§ SELECTED EXCERPT
Anduril Raises $5 Billion, Hits $61 Billion Valuation in Defense Tech Surge
US defense tech company Anduril Industries has raised $5 billion in its latest funding round and is now valued at $61 billion. The Series H round was led by Thrive Capital and Andreessen Horowitz. The company has thus significantly increased its valuation once again within a short period of time.
Since its founding in 2017, Anduril Industries has developed into one of the most versatile providers of autonomous weapons systems — with a portfolio spanning air, land, and underwater. In the field of unmanned aerial vehicles, the US company produces the loitering munitions Altius 600M and Altius 700M, which have been procured for Ukraine by the British government, among others, as well as the smaller Bolt combat drones. These are complemented by the larger reconnaissance and attack drone Ghost and the autonomous combat jet wingman Fury. With the Barracuda family, Anduril has also entered the cruise missile market.
For drone defense, Anduril supplies the autonomous interceptor drone Anvil and its further development Anvil-M with a high-explosive warhead, supplemented by the Sentry Tower — solar-powered surveillance towers — and the Wisp sensors. In the maritime domain, the company is developing the autonomous underwater vehicle Ghost Shark as well as the approximately six-meter-long AUV Dive-LD.

§ TASKS TO COMPLETE
1. From the article about Anduril, repeat word for word the stretch from "Since its founding" through "cruise missile market.".
2. Decide whether each statement agrees with the article about Anduril, answering yes or no and quoting the words that settle it: (a) Thrive Capital and Andreessen Horowitz led the Series H round. (b) Anduril Industries was founded in 2015. (c) Ghost Shark is an autonomous underwater vehicle.
The lines that come next have nothing to do with the article about Anduril.

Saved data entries
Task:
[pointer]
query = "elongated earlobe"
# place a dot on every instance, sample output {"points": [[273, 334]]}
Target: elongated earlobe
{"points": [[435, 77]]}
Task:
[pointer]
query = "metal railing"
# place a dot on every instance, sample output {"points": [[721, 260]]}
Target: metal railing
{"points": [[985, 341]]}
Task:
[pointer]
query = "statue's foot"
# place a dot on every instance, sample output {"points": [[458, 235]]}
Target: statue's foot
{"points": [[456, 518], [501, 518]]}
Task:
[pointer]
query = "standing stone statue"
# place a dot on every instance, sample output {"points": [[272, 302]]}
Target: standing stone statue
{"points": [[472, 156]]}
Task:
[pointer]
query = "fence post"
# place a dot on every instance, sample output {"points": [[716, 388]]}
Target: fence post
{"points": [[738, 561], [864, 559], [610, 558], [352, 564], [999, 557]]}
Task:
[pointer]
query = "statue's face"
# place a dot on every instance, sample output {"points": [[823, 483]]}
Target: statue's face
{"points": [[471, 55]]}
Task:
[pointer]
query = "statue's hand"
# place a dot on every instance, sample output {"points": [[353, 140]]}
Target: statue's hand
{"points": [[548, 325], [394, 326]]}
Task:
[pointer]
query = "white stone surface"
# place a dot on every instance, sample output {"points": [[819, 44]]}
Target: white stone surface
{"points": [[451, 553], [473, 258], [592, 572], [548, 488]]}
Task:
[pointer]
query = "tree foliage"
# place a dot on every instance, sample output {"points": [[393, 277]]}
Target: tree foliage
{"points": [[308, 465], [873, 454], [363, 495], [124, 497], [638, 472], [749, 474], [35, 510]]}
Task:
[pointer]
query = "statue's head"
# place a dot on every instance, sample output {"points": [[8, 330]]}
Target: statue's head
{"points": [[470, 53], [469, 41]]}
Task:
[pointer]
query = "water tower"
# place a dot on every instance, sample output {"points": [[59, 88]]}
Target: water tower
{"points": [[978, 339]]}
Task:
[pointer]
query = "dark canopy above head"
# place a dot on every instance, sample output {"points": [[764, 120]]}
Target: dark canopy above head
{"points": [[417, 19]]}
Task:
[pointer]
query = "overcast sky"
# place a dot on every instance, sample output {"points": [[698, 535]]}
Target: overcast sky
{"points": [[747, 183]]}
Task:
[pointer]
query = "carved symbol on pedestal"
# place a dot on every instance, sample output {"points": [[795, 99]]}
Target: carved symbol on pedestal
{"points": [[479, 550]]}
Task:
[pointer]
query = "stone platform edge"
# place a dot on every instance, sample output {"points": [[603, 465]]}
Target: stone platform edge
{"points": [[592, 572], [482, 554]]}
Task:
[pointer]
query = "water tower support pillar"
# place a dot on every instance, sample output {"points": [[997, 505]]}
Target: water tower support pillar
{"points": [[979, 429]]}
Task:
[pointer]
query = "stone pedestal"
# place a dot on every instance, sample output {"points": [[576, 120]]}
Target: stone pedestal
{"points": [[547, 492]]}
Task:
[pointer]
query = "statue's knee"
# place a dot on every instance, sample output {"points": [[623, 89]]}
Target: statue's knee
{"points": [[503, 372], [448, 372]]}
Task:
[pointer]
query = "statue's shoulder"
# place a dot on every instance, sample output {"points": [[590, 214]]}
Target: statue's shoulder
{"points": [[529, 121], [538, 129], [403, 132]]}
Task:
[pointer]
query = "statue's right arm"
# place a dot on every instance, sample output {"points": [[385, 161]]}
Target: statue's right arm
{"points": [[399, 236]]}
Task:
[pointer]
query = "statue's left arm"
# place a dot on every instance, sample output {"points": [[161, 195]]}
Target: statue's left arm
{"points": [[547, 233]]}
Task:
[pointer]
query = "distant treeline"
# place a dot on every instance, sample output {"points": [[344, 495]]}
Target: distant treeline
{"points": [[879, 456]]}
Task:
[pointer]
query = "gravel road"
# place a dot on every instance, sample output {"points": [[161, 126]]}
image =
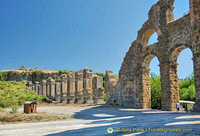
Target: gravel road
{"points": [[94, 120]]}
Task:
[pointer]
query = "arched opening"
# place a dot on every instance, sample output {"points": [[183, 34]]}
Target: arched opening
{"points": [[155, 84], [181, 8], [183, 74], [153, 39], [114, 102], [150, 37], [151, 83]]}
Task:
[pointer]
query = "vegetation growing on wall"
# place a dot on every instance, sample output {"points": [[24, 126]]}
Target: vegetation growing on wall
{"points": [[102, 75], [186, 90], [65, 71], [2, 75], [16, 93]]}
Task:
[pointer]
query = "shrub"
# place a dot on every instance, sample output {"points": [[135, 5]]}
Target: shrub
{"points": [[16, 93], [104, 97], [2, 75], [102, 75], [14, 109]]}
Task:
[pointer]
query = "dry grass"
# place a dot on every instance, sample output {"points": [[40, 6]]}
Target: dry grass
{"points": [[6, 117]]}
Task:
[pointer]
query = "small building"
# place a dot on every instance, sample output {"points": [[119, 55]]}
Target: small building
{"points": [[30, 107]]}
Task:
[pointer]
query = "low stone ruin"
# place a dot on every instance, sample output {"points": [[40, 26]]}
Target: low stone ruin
{"points": [[76, 87]]}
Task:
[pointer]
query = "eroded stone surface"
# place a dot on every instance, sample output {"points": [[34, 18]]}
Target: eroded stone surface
{"points": [[133, 87]]}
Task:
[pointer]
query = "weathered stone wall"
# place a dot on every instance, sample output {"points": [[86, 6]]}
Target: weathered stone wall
{"points": [[79, 87], [133, 87]]}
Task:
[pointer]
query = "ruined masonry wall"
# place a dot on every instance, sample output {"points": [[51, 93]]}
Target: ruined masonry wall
{"points": [[132, 89], [79, 87]]}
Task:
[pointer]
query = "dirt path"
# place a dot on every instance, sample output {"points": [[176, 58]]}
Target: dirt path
{"points": [[94, 121]]}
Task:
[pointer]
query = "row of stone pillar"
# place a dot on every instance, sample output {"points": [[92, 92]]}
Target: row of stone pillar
{"points": [[79, 87]]}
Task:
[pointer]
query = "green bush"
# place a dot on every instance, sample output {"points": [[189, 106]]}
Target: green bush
{"points": [[104, 97], [2, 75], [16, 93], [14, 109], [102, 75], [187, 89]]}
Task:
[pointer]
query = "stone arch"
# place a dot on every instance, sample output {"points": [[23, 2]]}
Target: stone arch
{"points": [[194, 9], [176, 50], [146, 36], [174, 53], [146, 88]]}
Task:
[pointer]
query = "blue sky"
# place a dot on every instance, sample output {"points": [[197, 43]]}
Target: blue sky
{"points": [[73, 34]]}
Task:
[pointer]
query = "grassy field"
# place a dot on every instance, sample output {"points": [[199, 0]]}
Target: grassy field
{"points": [[6, 117], [16, 93]]}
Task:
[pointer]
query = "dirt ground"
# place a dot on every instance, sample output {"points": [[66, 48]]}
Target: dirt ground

§ COMPLETED EXERCISE
1.
Since its founding in 2017, Anduril Industries has developed into one of the most versatile providers of autonomous weapons systems — with a portfolio spanning air, land, and underwater. In the field of unmanned aerial vehicles, the US company produces the loitering munitions Altius 600M and Altius 700M, which have been procured for Ukraine by the British government, among others, as well as the smaller Bolt combat drones. These are complemented by the larger reconnaissance and attack drone Ghost and the autonomous combat jet wingman Fury. With the Barracuda family, Anduril has also entered the cruise missile market.

2.
(a) Yes: "The Series H round was led by Thrive Capital and Andreessen Horowitz."
(b) No: "Since its founding in 2017"
(c) Yes: "the company is developing the autonomous underwater vehicle Ghost Shark"